(Provided information)
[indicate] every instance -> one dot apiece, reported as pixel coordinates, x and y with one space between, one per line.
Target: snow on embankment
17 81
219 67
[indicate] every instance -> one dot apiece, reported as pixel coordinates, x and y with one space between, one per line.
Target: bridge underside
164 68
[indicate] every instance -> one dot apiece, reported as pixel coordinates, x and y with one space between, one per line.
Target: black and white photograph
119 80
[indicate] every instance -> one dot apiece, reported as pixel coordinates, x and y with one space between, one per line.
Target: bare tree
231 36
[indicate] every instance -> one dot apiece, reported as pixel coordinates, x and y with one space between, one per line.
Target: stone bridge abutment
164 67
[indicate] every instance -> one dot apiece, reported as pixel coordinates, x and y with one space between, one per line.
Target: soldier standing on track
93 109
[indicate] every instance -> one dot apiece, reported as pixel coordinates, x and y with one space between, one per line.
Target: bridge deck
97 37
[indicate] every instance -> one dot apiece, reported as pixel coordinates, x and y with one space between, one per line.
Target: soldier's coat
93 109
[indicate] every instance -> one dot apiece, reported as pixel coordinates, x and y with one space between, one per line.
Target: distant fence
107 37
(End Provided information)
» Assignment
Lines from the one containing "Target: stone bridge abutment" through the final line of the entries above are to be output exactly; omit all others.

» Output for this exercise
Target: stone bridge abutment
164 67
[indicate] every instance -> one dot apiece, reported as pixel coordinates, x and y with one space between, one per line.
Target: soldier standing on track
93 109
[indicate] every instance -> one dot apiece, reported as pixel coordinates, x and y with one space between, one per line.
Target: bridge deck
97 37
[indicate] every instance -> one dot apiece, reported as pixel coordinates, x and y with one space between, one per line.
Target: soldier's coat
93 109
[indicate] every instance -> one dot apiece, reported as pixel coordinates, x and y with one space between, one per line.
Target: distant fence
107 37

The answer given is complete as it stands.